═════ RECORDS FOR THE EXERCISE
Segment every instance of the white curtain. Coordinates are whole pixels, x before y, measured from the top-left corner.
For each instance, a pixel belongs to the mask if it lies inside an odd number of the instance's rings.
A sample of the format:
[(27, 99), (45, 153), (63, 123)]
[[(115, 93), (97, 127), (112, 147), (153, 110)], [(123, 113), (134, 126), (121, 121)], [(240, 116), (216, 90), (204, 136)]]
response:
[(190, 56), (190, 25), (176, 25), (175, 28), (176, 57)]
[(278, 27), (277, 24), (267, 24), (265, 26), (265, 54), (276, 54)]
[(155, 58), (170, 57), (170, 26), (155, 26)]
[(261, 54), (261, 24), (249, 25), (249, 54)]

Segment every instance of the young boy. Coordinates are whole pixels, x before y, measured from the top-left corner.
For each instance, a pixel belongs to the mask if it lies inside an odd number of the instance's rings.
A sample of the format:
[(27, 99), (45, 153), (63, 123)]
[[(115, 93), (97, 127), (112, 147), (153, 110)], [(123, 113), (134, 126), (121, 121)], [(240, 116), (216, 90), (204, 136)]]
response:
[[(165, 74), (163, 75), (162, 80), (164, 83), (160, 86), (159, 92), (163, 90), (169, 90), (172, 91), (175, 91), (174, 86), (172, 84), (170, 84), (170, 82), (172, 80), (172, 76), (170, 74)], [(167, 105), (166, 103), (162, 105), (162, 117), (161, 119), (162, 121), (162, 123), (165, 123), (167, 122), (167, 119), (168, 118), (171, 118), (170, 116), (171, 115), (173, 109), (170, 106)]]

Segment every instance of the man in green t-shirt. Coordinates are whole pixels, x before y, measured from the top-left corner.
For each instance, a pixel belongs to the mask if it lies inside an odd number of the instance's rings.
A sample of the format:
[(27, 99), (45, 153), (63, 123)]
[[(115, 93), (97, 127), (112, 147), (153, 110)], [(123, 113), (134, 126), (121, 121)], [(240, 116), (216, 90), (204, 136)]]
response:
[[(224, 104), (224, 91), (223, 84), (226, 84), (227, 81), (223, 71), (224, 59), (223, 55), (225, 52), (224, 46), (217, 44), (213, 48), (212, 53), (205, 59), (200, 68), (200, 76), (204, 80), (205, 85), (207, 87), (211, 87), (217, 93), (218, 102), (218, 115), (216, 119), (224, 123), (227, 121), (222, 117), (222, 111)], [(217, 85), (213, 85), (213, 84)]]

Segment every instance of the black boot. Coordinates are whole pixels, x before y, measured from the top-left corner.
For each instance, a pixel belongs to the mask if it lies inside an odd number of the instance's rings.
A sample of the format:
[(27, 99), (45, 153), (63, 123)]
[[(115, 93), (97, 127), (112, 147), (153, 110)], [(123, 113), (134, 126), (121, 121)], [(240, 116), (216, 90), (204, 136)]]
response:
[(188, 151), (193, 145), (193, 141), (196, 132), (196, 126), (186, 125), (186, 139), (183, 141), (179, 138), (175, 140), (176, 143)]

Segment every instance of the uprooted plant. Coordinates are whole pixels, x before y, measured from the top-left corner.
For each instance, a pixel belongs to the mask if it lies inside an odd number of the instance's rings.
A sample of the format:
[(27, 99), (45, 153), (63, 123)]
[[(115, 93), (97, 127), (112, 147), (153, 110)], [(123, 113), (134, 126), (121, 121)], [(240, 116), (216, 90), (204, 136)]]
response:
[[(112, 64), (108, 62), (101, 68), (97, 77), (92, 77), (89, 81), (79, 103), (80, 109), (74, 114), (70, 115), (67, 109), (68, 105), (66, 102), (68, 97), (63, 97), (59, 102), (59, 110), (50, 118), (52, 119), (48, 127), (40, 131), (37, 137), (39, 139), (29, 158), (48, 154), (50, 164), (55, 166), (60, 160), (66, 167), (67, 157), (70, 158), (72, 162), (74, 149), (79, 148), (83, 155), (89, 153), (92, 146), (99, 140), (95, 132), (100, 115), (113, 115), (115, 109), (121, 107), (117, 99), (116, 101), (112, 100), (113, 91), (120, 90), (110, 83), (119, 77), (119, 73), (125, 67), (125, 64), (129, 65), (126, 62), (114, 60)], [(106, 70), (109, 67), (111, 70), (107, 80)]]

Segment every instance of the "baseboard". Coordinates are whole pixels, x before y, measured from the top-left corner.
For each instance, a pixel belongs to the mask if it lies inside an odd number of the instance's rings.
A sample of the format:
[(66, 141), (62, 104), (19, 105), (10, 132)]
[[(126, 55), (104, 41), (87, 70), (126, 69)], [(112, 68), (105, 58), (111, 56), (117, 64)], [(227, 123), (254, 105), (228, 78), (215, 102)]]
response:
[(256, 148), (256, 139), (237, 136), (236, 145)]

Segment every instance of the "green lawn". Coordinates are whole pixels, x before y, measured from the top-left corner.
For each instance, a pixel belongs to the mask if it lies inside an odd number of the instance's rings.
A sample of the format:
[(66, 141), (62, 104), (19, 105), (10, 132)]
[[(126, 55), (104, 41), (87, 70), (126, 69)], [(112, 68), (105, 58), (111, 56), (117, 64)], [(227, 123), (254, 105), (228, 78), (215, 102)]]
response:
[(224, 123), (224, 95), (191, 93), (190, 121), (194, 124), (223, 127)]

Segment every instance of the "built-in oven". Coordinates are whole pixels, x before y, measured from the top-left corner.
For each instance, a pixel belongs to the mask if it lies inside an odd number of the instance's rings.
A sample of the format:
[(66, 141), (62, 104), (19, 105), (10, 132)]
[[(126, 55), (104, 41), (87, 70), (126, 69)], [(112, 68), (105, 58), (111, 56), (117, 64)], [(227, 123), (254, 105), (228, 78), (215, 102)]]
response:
══════════
**WHAT TO PRODUCE:**
Find every line in the entries above that contains the string "green" and copy each of those lines in full. Uppercase and lowercase letters count as different.

**SOLUTION FOR THIS EXERCISE:**
Segment every instance of the man in green t-shirt. Coordinates are whole pixels, x before y, measured from the top-left corner.
Segment every instance of the "green lawn". Coordinates are whole pixels, x before y, measured from the top-left corner.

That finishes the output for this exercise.